### Photo labels with boxes
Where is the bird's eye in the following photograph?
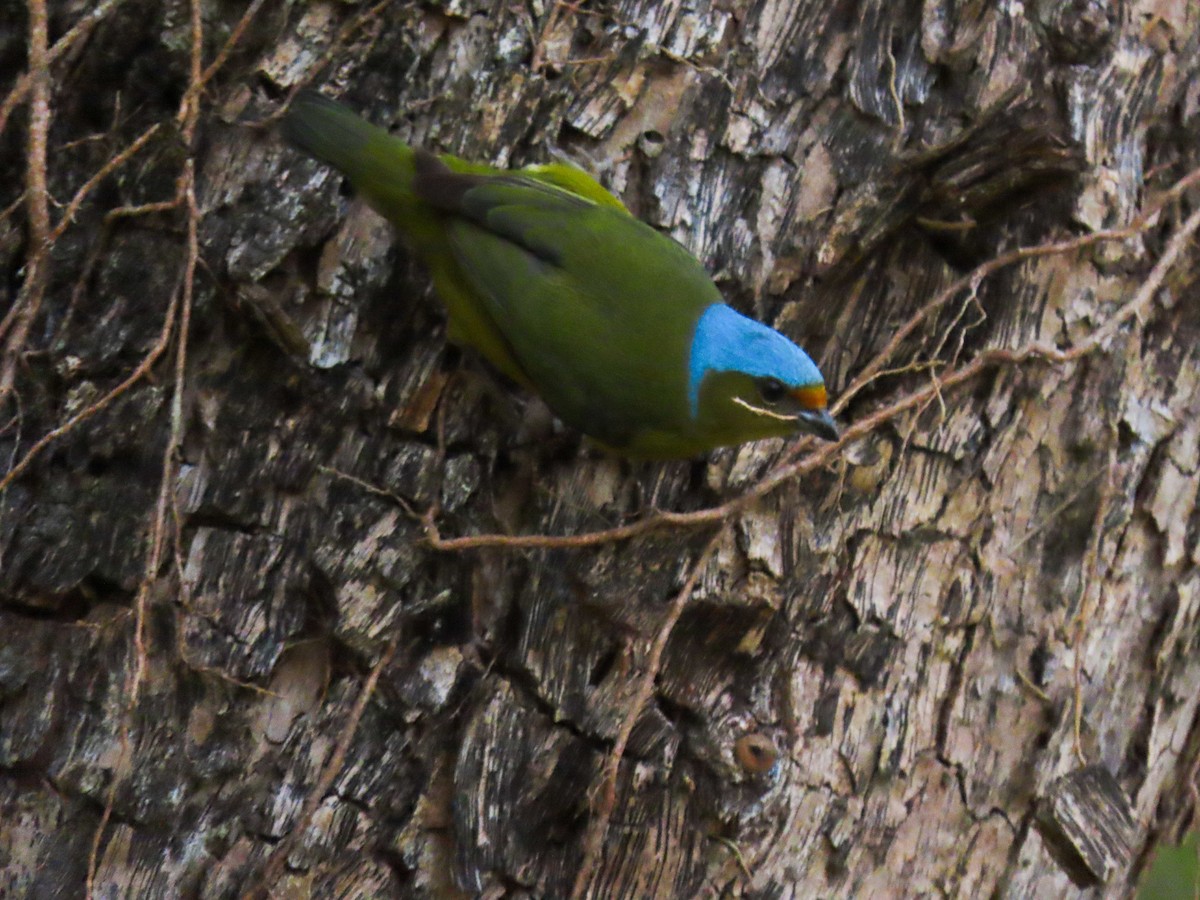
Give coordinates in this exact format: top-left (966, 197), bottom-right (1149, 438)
top-left (758, 378), bottom-right (787, 403)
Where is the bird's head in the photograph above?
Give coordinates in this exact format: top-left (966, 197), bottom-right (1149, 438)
top-left (689, 304), bottom-right (838, 446)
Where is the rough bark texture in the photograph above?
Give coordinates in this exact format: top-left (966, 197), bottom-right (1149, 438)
top-left (0, 0), bottom-right (1200, 898)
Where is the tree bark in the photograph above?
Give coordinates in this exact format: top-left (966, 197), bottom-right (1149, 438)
top-left (0, 0), bottom-right (1200, 898)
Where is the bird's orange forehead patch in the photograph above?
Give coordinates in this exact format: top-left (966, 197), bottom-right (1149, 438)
top-left (792, 384), bottom-right (829, 409)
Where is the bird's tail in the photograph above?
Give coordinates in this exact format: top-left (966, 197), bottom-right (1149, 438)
top-left (281, 91), bottom-right (414, 215)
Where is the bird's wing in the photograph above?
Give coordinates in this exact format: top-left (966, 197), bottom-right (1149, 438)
top-left (415, 161), bottom-right (716, 446)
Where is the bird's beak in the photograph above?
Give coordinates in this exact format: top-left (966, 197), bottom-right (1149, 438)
top-left (796, 409), bottom-right (841, 440)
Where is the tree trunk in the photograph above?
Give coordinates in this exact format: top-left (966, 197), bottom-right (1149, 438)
top-left (0, 0), bottom-right (1200, 898)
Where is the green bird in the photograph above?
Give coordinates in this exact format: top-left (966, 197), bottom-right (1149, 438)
top-left (282, 94), bottom-right (838, 458)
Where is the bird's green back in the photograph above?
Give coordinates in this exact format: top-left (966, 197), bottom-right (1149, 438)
top-left (284, 96), bottom-right (721, 456)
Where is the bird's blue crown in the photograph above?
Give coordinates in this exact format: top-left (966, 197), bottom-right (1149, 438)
top-left (688, 304), bottom-right (824, 419)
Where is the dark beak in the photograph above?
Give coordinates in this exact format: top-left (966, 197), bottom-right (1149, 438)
top-left (796, 409), bottom-right (841, 440)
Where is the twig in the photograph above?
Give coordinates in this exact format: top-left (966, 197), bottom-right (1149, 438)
top-left (49, 122), bottom-right (162, 244)
top-left (0, 0), bottom-right (50, 409)
top-left (86, 0), bottom-right (204, 900)
top-left (571, 527), bottom-right (726, 898)
top-left (833, 162), bottom-right (1200, 413)
top-left (0, 0), bottom-right (125, 134)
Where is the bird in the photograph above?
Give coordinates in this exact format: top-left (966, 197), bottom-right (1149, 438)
top-left (281, 91), bottom-right (839, 460)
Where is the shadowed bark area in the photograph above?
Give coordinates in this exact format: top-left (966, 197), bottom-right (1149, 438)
top-left (0, 0), bottom-right (1200, 898)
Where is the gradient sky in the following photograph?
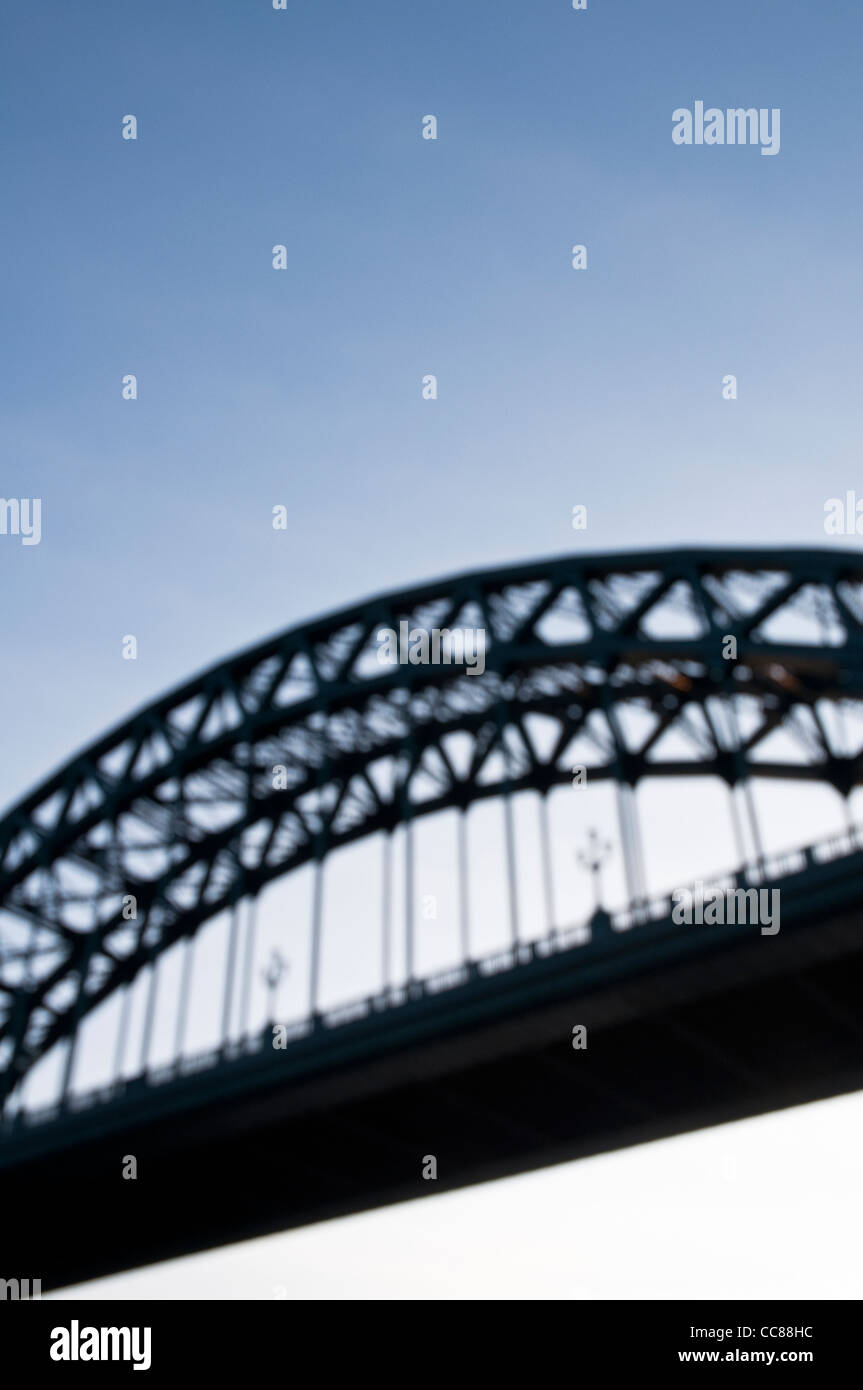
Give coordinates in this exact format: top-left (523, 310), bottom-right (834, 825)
top-left (6, 0), bottom-right (863, 1295)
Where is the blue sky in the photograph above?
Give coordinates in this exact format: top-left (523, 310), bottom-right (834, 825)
top-left (0, 0), bottom-right (863, 1295)
top-left (0, 0), bottom-right (863, 799)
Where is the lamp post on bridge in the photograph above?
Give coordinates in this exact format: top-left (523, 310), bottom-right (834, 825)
top-left (264, 951), bottom-right (290, 1023)
top-left (575, 827), bottom-right (611, 917)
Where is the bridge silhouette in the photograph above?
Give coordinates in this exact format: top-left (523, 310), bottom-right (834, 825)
top-left (0, 549), bottom-right (863, 1287)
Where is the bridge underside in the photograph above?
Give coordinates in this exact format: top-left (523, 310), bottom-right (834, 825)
top-left (0, 867), bottom-right (863, 1289)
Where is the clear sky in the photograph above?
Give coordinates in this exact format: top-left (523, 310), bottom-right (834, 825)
top-left (0, 0), bottom-right (863, 1295)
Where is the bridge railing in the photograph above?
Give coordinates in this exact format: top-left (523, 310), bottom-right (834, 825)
top-left (4, 826), bottom-right (863, 1134)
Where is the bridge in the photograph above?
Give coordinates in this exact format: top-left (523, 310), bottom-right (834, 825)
top-left (0, 549), bottom-right (863, 1289)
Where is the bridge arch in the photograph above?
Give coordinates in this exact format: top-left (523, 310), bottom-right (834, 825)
top-left (0, 549), bottom-right (863, 1091)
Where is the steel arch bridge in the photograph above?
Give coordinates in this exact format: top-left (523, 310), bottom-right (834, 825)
top-left (0, 549), bottom-right (863, 1289)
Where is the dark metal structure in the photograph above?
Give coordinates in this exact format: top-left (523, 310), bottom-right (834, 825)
top-left (0, 549), bottom-right (863, 1277)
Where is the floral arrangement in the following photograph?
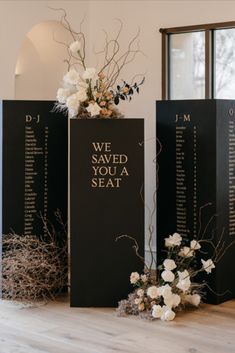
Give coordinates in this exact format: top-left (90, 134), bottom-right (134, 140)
top-left (117, 233), bottom-right (215, 321)
top-left (56, 12), bottom-right (144, 118)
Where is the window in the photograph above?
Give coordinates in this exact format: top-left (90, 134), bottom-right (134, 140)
top-left (160, 22), bottom-right (235, 99)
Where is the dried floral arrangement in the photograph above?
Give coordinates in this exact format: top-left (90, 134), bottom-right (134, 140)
top-left (2, 212), bottom-right (68, 302)
top-left (54, 9), bottom-right (144, 119)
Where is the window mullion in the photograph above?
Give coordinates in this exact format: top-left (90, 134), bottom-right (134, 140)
top-left (205, 29), bottom-right (213, 99)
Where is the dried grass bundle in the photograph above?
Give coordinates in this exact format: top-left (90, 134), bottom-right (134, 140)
top-left (2, 216), bottom-right (68, 302)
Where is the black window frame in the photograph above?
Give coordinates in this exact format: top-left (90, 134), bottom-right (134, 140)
top-left (159, 21), bottom-right (235, 100)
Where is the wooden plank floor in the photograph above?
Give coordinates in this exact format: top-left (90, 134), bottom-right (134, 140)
top-left (0, 299), bottom-right (235, 353)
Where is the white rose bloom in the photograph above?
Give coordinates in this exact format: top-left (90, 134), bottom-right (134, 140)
top-left (130, 272), bottom-right (140, 284)
top-left (201, 259), bottom-right (215, 273)
top-left (86, 103), bottom-right (101, 116)
top-left (141, 275), bottom-right (148, 283)
top-left (82, 67), bottom-right (97, 80)
top-left (56, 88), bottom-right (71, 104)
top-left (190, 240), bottom-right (201, 250)
top-left (77, 88), bottom-right (88, 102)
top-left (147, 286), bottom-right (158, 299)
top-left (152, 305), bottom-right (162, 319)
top-left (137, 289), bottom-right (144, 297)
top-left (161, 305), bottom-right (175, 321)
top-left (66, 93), bottom-right (80, 117)
top-left (69, 40), bottom-right (81, 54)
top-left (178, 246), bottom-right (194, 258)
top-left (176, 270), bottom-right (191, 292)
top-left (63, 69), bottom-right (79, 85)
top-left (161, 270), bottom-right (175, 282)
top-left (164, 294), bottom-right (181, 308)
top-left (186, 294), bottom-right (201, 306)
top-left (135, 298), bottom-right (142, 305)
top-left (165, 233), bottom-right (182, 248)
top-left (163, 259), bottom-right (177, 271)
top-left (76, 79), bottom-right (89, 90)
top-left (159, 284), bottom-right (172, 298)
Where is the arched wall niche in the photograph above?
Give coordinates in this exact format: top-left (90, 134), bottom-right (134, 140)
top-left (15, 21), bottom-right (71, 100)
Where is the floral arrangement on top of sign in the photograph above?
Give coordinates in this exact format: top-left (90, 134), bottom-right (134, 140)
top-left (56, 9), bottom-right (144, 119)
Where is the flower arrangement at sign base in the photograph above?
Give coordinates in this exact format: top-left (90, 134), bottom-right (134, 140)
top-left (56, 10), bottom-right (144, 119)
top-left (117, 233), bottom-right (216, 321)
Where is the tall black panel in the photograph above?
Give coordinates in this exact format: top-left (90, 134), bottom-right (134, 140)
top-left (70, 119), bottom-right (144, 306)
top-left (157, 100), bottom-right (235, 303)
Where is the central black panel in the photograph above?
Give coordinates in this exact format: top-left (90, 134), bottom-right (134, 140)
top-left (70, 119), bottom-right (144, 306)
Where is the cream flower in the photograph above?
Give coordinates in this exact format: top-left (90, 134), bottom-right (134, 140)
top-left (138, 303), bottom-right (145, 311)
top-left (137, 289), bottom-right (144, 297)
top-left (158, 284), bottom-right (172, 298)
top-left (164, 293), bottom-right (181, 308)
top-left (161, 305), bottom-right (175, 321)
top-left (152, 305), bottom-right (162, 319)
top-left (176, 270), bottom-right (191, 292)
top-left (56, 88), bottom-right (71, 104)
top-left (178, 246), bottom-right (194, 258)
top-left (161, 270), bottom-right (175, 282)
top-left (86, 103), bottom-right (101, 116)
top-left (66, 93), bottom-right (80, 117)
top-left (141, 275), bottom-right (148, 283)
top-left (190, 240), bottom-right (201, 250)
top-left (82, 67), bottom-right (97, 80)
top-left (163, 259), bottom-right (177, 271)
top-left (165, 233), bottom-right (182, 248)
top-left (135, 298), bottom-right (142, 305)
top-left (63, 69), bottom-right (79, 85)
top-left (130, 272), bottom-right (140, 284)
top-left (185, 294), bottom-right (201, 306)
top-left (69, 40), bottom-right (81, 54)
top-left (201, 259), bottom-right (215, 273)
top-left (77, 88), bottom-right (88, 102)
top-left (147, 286), bottom-right (158, 299)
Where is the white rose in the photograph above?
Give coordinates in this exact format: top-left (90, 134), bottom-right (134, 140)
top-left (160, 284), bottom-right (172, 298)
top-left (164, 294), bottom-right (181, 308)
top-left (163, 259), bottom-right (177, 271)
top-left (161, 305), bottom-right (175, 321)
top-left (176, 270), bottom-right (191, 292)
top-left (138, 303), bottom-right (145, 311)
top-left (130, 272), bottom-right (140, 284)
top-left (69, 40), bottom-right (81, 54)
top-left (141, 275), bottom-right (148, 283)
top-left (178, 246), bottom-right (194, 258)
top-left (137, 289), bottom-right (144, 297)
top-left (190, 240), bottom-right (201, 250)
top-left (165, 233), bottom-right (182, 247)
top-left (161, 270), bottom-right (175, 282)
top-left (76, 79), bottom-right (89, 90)
top-left (86, 103), bottom-right (101, 116)
top-left (185, 294), bottom-right (201, 306)
top-left (63, 69), bottom-right (79, 85)
top-left (56, 88), bottom-right (71, 104)
top-left (152, 305), bottom-right (162, 319)
top-left (135, 298), bottom-right (142, 305)
top-left (77, 88), bottom-right (88, 102)
top-left (201, 259), bottom-right (215, 273)
top-left (147, 286), bottom-right (158, 299)
top-left (66, 93), bottom-right (80, 117)
top-left (82, 67), bottom-right (97, 80)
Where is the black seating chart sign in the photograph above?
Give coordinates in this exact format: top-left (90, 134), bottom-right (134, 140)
top-left (70, 119), bottom-right (144, 307)
top-left (157, 100), bottom-right (235, 304)
top-left (0, 100), bottom-right (68, 236)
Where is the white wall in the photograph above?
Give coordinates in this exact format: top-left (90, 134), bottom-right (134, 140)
top-left (0, 0), bottom-right (235, 256)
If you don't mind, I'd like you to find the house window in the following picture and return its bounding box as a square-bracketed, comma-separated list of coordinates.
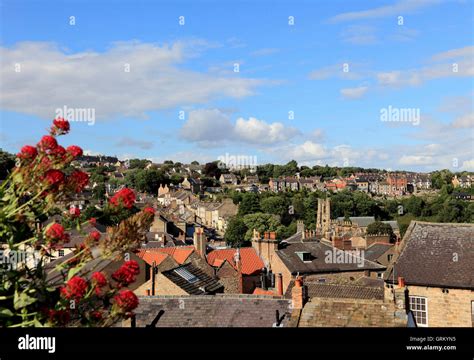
[410, 296, 428, 327]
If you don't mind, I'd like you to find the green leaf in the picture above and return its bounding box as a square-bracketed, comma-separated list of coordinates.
[13, 291, 37, 310]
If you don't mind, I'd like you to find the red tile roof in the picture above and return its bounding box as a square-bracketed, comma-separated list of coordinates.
[138, 246, 194, 265]
[207, 247, 265, 275]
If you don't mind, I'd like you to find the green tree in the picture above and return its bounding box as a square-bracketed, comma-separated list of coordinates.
[224, 216, 248, 247]
[239, 193, 261, 216]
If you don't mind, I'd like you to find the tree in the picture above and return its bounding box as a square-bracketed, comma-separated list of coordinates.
[239, 193, 261, 216]
[224, 216, 248, 247]
[367, 221, 395, 241]
[243, 213, 281, 241]
[202, 161, 222, 179]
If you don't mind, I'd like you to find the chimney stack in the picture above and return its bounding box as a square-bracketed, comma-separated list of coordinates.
[291, 276, 304, 310]
[276, 273, 283, 296]
[193, 227, 207, 259]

### SET TASK
Retype only the lines above from the one with "Where is the black seating" through the last, both ends included, keeping every picture out of the copy.

### RESULT OF THE TASK
Where is the black seating chart sign in the photograph above?
Give coordinates in this exact format: top-left (90, 134), bottom-right (134, 140)
top-left (70, 119), bottom-right (144, 307)
top-left (157, 100), bottom-right (235, 304)
top-left (0, 100), bottom-right (68, 236)
Where is the white wall in the photograph above?
Give coordinates in this exact format: top-left (90, 134), bottom-right (134, 140)
top-left (0, 0), bottom-right (235, 256)
If you don't mind, I'd like you to find the house window in the following picture and return its bounding box as a square-bracketed, comma-separated list of coordinates.
[410, 296, 428, 327]
If you don't mind, I'd like you to find the green leaf in the picture above and return its bounding box as a square-bracketed, comma-separated list of coordinates.
[13, 291, 37, 310]
If you don't mind, I'd like you to find the red tile roof in the picture above and return its bounding box as a square-bracketed, comma-separated list of coordinates.
[138, 246, 194, 265]
[207, 247, 265, 275]
If you don't mind, I'd like you to find the green tree in the picture above and return its bounding box as a square-bracketed, comma-separated list of coordinates.
[224, 216, 248, 247]
[239, 193, 261, 216]
If you don't mind, I'd like you to find the tree in the picture above and return its bounding box as a square-bracketed, comma-separated list of coordinates.
[239, 193, 261, 216]
[224, 216, 248, 247]
[367, 221, 395, 241]
[243, 213, 281, 241]
[202, 161, 222, 179]
If you don't mind, I'd like you to find the chimney stack in the picture above and return its bounding box as a square-bracketed, comma-separated list of coordinates.
[291, 276, 304, 310]
[276, 273, 283, 296]
[193, 227, 207, 259]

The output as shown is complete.